Work instructions -> From the piece on forgiveness education, output the passage word for word, starting at the words "Source: Star Media" and ending after "write coherent sentences.".
══ Page extract
Why We Need Forgiveness Education

“I was too busy trying to survive. I did not have room to bring forgiveness into my world.”

These two sentences together, spoken by someone who lived with an abusive partner for decades, is one of the strongest rationales I have ever read for forgiveness education, starting with 4-year-olds or 5-year-olds.

Source: Star Media website

Do you see that the person, as an adult, did not have the energy and focus to add something new to her arsenal of survival?

What if forgiveness was a natural part of her survival arsenal starting at an early age?

We do this all the time in education as we help students learn how to speak and write coherent sentences.

We do this all the time in education as we help students learn how to add so that a budget can be maintained.

We do this all the time in education as we help students learn how to be just or fair. Teacher corrections and punishments are swift to come once students enter the school door and then misbehave in the school setting.

I think it is unfortunate that educational institutions and societies fail to make forgiveness a natural part of life through early education. Isn’t a central point about education to help people make their way in society?  And isn’t a central point of making one’s way in society having the capacity to confront grave injustices and not be defeated by them? And isn’t a central point of confronting grave injustices the knowledge of how to forgive? And isn’t a central point of knowing how to forgive the International Forgiveness Institute, Inc.thinking about forgiveness and the practice of it in safety, before the storms of insensitivity and abuse hit? And isn’t a central point of knowing forgiveness and practicing forgiveness to aid in the survival of people who could be crushed by others’ cruelty?
════
══ Recorded information
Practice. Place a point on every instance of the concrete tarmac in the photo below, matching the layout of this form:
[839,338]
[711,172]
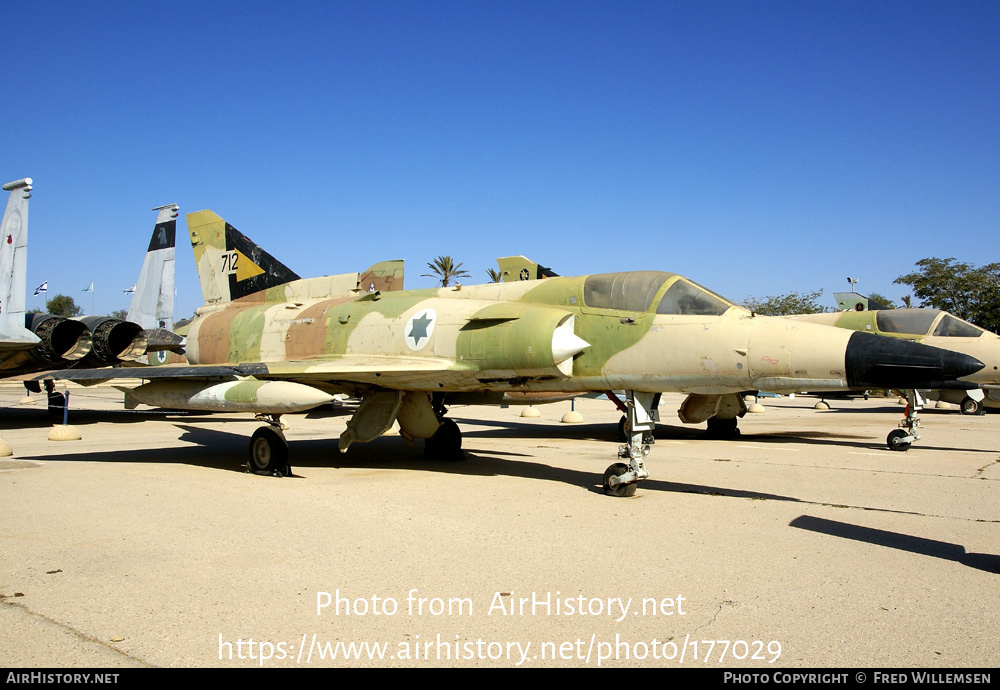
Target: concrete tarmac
[805,542]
════
Finished exercise ->
Source: Star Media website

Do you see that the person, as an adult, did not have the energy and focus to add something new to her arsenal of survival?

What if forgiveness was a natural part of her survival arsenal starting at an early age?

We do this all the time in education as we help students learn how to speak and write coherent sentences.